> Consigne 1
Recopiez telles quelles les lignes du listing, de celle qui contient « Label every ring » jusqu'à celle qui contient « 173;582;221;658 », ces deux lignes comprises.

-------- Texte fourni

II – L'assimilation des sanctions administratives à des sanctions juridictionnelles

10. Le droit des sanctions administratives emprunte au régime général des actes administratifs (puisqu'elles sont des « actes administratifs unilatéraux à contenu punitif »(31)) et à des régimes inspirés du droit pénal (puisqu'elles sont l'expression du « pouvoir répressif accordé à l'Administration pour punir des comportements sociaux considérés comme des infractions à une réglementation préexistante »(32)). La jurisprudence du Conseil constitutionnel – et notamment la présente décision – contribue incontestablement à renforcer le second emprunt. Elle consolide le mouvement d'assimilation des sanctions administratives à des sanctions juridictionnelles en les soumettant notamment au principe de nécessité et de proportionnalité des peines et à celui du droit au respect des droits de la défense.

A – Sanctions administratives et principe de nécessité des peines

11. Aux termes d'une jurisprudence constante, ce principe selon lequel « la loi ne doit établir que des peines strictement et évidemment nécessaires » (art. 8 DDHC) ne concerne pas seulement le droit pénal. Il est applicable à l'ensemble des « sanctions ayant le caractère d'une punition »(33). La majoration de 100 % étant une sanction administrative, le moyen fondé sur la violation de ce principe était donc opérant.

12. Selon la jurisprudence du Conseil constitutionnel, le principe de nécessité des peines comporte en réalité deux volets :

- le volet nécessité de la peine : le principe même et la nature de la peine doivent être nécessaires pour garantir le respect de la règle de droit ;

- et le volet proportionnalité de la peine : le quantum de la peine doit être proportionné à la gravité du manquement et à ce qui est nécessaire pour garantir le respect de la règle de droit.

----------------

> Consigne 2
Répondez aux questions suivantes d'après le texte fourni.
(a) Quel article de la DDHC énonce que « la loi ne doit établir que des peines strictement et évidemment nécessaires » ?
(b) Quel est le taux de la majoration présentée comme une sanction administrative ?
(c) Selon le volet proportionnalité, à quoi le quantum de la peine doit-il être proportionné ?

-------- Données de l'exercice

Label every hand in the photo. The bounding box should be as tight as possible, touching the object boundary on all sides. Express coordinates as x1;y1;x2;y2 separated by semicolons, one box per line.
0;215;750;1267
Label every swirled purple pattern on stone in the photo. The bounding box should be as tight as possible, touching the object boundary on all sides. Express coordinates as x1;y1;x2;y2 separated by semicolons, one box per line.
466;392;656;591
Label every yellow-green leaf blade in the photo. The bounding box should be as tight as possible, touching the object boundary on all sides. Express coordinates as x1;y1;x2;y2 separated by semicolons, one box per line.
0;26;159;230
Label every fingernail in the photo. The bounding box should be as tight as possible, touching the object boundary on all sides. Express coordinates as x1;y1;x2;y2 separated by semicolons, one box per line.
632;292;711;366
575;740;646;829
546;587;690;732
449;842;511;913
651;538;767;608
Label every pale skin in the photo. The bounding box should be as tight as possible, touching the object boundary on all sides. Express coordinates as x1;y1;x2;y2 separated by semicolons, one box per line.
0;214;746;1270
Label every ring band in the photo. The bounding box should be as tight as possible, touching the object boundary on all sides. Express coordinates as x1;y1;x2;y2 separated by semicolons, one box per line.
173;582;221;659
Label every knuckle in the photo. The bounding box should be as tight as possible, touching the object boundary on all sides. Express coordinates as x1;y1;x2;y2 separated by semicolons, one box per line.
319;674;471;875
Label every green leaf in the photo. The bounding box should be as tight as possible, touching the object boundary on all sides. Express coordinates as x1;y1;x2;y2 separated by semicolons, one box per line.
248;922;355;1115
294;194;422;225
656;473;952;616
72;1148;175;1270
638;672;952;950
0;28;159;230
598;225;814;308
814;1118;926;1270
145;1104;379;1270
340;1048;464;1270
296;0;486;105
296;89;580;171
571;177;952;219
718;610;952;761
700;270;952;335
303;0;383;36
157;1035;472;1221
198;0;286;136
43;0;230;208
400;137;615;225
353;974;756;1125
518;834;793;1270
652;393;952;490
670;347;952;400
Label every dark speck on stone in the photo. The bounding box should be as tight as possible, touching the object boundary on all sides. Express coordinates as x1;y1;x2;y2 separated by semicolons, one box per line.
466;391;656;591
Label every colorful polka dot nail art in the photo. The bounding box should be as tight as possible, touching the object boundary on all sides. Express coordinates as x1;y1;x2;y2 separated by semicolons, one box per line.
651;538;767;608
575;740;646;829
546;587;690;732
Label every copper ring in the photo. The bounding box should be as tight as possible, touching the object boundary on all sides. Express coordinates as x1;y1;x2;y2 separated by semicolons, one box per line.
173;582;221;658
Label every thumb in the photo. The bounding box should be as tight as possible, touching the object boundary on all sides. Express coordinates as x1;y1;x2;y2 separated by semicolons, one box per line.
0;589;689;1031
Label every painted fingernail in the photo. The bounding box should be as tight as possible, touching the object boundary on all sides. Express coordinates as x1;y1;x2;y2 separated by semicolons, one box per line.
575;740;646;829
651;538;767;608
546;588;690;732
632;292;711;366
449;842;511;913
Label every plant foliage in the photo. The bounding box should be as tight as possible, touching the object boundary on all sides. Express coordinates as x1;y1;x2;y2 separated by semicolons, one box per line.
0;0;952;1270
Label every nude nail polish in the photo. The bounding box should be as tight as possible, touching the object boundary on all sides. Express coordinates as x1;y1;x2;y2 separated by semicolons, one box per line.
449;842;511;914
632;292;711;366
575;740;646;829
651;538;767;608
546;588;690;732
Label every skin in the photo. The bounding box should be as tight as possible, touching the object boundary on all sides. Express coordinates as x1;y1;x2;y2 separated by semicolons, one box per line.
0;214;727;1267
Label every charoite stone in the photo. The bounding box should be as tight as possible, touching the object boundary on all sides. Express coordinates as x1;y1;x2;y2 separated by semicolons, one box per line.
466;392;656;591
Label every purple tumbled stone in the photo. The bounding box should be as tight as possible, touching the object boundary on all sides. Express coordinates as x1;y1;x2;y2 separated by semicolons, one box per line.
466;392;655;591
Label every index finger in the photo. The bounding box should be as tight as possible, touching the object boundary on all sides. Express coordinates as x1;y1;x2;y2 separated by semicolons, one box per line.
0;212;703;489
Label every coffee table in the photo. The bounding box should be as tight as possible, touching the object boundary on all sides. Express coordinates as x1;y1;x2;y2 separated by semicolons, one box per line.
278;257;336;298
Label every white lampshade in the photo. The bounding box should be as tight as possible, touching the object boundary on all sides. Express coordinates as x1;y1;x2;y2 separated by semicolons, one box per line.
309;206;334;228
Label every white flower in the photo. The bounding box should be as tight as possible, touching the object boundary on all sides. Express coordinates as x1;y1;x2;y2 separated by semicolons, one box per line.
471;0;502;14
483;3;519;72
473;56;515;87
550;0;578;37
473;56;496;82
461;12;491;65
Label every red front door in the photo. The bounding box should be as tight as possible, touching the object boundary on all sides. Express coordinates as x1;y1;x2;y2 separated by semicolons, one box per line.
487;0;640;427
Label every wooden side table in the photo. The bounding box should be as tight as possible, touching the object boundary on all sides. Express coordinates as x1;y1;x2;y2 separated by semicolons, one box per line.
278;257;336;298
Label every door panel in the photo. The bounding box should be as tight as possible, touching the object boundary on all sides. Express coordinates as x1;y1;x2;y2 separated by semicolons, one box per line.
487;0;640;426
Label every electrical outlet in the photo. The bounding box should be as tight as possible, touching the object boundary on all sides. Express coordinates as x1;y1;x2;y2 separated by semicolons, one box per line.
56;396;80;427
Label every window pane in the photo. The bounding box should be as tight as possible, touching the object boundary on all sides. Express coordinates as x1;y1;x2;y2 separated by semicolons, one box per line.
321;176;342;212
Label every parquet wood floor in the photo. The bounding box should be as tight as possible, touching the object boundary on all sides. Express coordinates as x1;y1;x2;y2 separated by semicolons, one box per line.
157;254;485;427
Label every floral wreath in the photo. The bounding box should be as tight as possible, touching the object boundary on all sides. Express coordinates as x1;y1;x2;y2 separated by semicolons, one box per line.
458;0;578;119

----------------

> Corrigé 1
Label every ring band in the photo. The bounding box should be as tight as possible, touching the object boundary on all sides. Express coordinates as x1;y1;x2;y2 separated by semicolons, one box per line.
173;582;221;659
Label every knuckle in the photo. The bounding box should be as tight as possible, touching the object boundary on all sides. Express coordinates as x1;y1;x2;y2 separated by semicolons, one box per line.
319;674;471;875
Label every green leaf in the photo. The bounding box should be as tight as possible, touching the object boundary on all sides. Express coordinates as x1;y1;x2;y2 separated by semicolons, one box per line.
248;922;355;1115
294;194;422;225
656;473;952;616
72;1148;175;1270
638;672;952;950
0;28;159;230
598;225;814;308
814;1118;926;1270
145;1104;379;1270
340;1048;464;1270
296;0;486;105
296;89;580;171
571;177;952;219
718;610;952;761
700;270;952;335
303;0;383;36
157;1035;472;1221
198;0;286;136
43;0;230;208
400;137;615;225
353;974;756;1125
518;834;793;1270
652;393;952;490
670;347;952;400
Label every dark speck on stone in the photo. The bounding box should be as tight as possible, touching the object boundary on all sides. Express coordinates as x1;y1;x2;y2 separated by semicolons, one box per line.
466;391;656;591
Label every colorful polka dot nail art in the photo. The bounding box should be as tight as possible, touching the object boundary on all sides. Express coordinates as x1;y1;x2;y2 separated by semicolons, one box per line.
651;538;767;608
575;740;646;829
546;587;690;732
Label every copper ring in the photo. The bounding box should be as tight as possible, touching the object boundary on all sides. Express coordinates as x1;y1;x2;y2 separated by semicolons, one box per line.
173;582;221;658

> Corrigé 2
(a) L'article 8 de la DDHC.
(b) 100 %.
(c) À la gravité du manquement et à ce qui est nécessaire pour garantir le respect de la règle de droit.